# [WRITTEN REQUEST]
Change "woman" to "person" throughout the listing below and write out its lines again with nothing else altered.
BEGIN PROVIDED MATERIAL
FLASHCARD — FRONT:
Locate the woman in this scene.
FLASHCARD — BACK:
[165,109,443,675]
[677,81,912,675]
END PROVIDED MATERIAL
# [ANSWER FOR THIS EXERCISE]
FLASHCARD — FRONT:
Locate the person in this scene.
FLASHCARD — BACK:
[165,109,443,675]
[677,81,912,675]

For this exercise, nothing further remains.